▶ WRITTEN EXERCISE: Starting at the line in the records that contains "instance: [(43, 399)]" and ending at the line that contains "[(444, 239), (611, 274)]", put those lines into a JSON list of strings with one string per line and blank lines omitted.

▶ MATERIAL FOR THIS TASK:

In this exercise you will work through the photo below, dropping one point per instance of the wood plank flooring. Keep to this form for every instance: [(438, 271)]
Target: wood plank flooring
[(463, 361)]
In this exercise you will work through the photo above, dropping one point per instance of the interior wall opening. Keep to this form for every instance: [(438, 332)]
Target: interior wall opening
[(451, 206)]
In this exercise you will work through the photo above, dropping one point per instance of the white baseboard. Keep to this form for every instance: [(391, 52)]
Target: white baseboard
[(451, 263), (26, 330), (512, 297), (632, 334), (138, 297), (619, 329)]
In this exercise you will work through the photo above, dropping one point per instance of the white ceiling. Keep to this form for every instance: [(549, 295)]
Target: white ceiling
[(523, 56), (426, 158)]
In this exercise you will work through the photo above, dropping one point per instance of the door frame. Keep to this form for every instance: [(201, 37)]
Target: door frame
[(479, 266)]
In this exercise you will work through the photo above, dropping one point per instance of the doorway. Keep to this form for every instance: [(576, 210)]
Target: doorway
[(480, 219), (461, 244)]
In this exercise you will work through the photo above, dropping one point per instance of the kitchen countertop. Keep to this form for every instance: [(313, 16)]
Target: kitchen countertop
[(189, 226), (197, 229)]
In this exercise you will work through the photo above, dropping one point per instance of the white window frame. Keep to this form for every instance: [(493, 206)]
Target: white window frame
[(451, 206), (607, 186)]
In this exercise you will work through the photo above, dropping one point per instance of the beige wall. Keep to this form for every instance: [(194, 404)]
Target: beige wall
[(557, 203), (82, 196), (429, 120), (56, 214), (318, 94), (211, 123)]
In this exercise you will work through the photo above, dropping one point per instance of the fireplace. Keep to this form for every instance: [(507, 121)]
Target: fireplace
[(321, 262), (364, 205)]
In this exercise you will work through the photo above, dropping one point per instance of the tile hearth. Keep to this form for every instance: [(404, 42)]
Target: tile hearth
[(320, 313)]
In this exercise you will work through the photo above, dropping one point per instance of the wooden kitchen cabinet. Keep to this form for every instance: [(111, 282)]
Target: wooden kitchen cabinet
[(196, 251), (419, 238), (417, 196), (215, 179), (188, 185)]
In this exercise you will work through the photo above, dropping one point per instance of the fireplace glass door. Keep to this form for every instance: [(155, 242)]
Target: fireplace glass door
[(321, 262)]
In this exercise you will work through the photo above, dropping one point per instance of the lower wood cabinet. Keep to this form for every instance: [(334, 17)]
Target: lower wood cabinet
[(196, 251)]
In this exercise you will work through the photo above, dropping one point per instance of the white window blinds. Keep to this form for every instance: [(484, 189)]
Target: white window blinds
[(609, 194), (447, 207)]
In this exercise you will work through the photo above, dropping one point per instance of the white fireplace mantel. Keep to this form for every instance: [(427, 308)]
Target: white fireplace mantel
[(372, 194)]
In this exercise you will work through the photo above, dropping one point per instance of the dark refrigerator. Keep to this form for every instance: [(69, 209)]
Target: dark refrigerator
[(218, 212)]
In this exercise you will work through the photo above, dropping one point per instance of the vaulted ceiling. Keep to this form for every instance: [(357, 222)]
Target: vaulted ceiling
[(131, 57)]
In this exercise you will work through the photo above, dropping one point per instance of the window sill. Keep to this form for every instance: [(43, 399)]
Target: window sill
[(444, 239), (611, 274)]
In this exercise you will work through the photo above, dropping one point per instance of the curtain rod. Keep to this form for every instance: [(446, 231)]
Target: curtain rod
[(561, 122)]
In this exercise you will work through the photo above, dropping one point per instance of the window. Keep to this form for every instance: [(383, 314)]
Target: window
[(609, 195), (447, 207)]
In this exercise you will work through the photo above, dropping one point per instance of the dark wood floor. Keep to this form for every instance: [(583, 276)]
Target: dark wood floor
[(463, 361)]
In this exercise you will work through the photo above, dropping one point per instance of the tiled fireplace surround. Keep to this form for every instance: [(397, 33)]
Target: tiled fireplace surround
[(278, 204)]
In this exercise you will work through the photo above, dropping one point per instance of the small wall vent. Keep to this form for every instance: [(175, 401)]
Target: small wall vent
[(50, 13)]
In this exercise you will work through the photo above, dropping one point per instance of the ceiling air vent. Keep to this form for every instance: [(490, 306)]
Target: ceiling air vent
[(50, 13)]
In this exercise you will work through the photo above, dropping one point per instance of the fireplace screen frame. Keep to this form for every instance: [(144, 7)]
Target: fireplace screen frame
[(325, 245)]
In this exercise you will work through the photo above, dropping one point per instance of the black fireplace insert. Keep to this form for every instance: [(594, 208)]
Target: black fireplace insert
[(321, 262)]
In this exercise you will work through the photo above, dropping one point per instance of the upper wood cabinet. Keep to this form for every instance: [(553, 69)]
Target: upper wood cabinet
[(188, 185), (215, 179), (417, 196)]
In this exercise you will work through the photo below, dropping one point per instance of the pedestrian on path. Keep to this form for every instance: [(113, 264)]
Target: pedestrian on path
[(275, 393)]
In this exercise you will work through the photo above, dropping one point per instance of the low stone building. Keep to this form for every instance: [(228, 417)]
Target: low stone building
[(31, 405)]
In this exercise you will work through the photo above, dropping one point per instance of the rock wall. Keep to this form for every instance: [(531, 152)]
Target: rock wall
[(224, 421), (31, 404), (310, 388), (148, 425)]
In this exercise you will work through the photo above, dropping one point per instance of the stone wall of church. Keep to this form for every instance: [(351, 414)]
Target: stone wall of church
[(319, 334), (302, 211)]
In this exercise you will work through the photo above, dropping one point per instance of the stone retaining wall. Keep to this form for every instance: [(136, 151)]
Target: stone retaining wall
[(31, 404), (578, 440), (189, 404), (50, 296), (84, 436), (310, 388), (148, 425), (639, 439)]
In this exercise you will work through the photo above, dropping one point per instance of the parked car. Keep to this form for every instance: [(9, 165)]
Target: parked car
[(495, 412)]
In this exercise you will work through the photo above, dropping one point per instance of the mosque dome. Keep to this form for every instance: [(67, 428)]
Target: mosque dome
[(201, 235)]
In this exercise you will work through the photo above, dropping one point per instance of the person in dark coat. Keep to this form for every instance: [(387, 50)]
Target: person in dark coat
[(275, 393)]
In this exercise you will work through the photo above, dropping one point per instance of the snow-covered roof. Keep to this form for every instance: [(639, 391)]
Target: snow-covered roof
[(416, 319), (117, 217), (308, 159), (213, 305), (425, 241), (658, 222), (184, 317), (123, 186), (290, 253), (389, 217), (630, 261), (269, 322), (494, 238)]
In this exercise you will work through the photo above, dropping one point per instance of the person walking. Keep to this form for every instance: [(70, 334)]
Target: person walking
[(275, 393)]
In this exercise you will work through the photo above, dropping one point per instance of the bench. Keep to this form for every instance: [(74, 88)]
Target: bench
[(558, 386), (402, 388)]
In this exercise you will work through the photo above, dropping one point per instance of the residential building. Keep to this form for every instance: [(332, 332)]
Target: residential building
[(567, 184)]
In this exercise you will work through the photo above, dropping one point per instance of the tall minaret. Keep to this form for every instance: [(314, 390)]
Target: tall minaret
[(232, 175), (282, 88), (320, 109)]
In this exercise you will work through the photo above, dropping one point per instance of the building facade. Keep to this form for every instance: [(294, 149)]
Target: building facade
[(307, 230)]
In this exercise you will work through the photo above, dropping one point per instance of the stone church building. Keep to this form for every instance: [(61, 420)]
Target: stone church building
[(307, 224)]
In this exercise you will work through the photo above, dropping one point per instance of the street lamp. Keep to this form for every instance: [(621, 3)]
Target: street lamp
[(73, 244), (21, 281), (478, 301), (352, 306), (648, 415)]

▶ FULL SOLUTION:
[
  "In this exercise you will work through the photo above, dropping one point per instance of the window sill. Keep to this form for every instance: [(43, 399)]",
  "Target: window sill",
  "[(444, 239), (611, 274)]"
]